= Requirement =
Output the line containing "Pick out each instance of the orange" and all subsequent lines of the listing below, copied exactly, with no other lines.

= Material supplied =
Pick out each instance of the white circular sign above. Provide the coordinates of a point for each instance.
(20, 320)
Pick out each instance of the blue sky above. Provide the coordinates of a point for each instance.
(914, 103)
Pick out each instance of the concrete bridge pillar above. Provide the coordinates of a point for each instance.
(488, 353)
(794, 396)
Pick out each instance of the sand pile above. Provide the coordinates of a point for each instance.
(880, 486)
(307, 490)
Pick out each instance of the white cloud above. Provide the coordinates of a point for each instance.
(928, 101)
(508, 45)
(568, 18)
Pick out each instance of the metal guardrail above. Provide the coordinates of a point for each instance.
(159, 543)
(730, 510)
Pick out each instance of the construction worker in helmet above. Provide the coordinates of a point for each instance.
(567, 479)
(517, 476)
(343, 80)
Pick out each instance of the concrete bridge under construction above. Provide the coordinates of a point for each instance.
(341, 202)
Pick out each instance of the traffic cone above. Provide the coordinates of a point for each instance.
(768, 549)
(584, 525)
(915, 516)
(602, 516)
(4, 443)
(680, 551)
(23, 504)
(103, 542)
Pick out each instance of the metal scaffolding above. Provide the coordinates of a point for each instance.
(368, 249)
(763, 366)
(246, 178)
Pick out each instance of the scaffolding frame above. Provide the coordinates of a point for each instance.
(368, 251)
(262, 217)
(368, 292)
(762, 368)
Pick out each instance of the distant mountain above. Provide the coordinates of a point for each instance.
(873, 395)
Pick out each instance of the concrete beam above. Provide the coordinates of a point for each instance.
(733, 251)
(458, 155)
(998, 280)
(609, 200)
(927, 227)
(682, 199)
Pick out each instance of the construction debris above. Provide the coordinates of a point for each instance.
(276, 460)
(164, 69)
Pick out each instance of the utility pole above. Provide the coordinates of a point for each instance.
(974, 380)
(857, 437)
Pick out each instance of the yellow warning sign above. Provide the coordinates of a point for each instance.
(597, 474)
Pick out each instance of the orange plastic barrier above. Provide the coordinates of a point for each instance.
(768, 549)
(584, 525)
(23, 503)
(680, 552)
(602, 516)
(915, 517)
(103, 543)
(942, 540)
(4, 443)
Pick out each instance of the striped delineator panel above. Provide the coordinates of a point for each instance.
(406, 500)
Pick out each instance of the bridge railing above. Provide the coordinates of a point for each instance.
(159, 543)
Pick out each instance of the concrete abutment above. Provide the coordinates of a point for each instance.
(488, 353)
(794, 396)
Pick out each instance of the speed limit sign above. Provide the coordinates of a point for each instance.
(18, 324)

= Task result =
Pick out each instance of the orange plastic barrier above. Provide the coordinates of a point for each instance.
(768, 549)
(584, 525)
(23, 503)
(680, 552)
(602, 516)
(915, 517)
(103, 543)
(942, 540)
(4, 443)
Pick out each instance of the striped delineator panel above. Provide the coordinates of a point for each instance.
(406, 500)
Pick out each instance of the bridge railing above. Provide the coordinates of a point for each instance.
(159, 543)
Pick out each instance of the concrete abutment above. Provide the coordinates of a point for each instance.
(488, 353)
(794, 396)
Pick out each instance of the speed limit sign above. Provide the coordinates of a point for each instance.
(18, 324)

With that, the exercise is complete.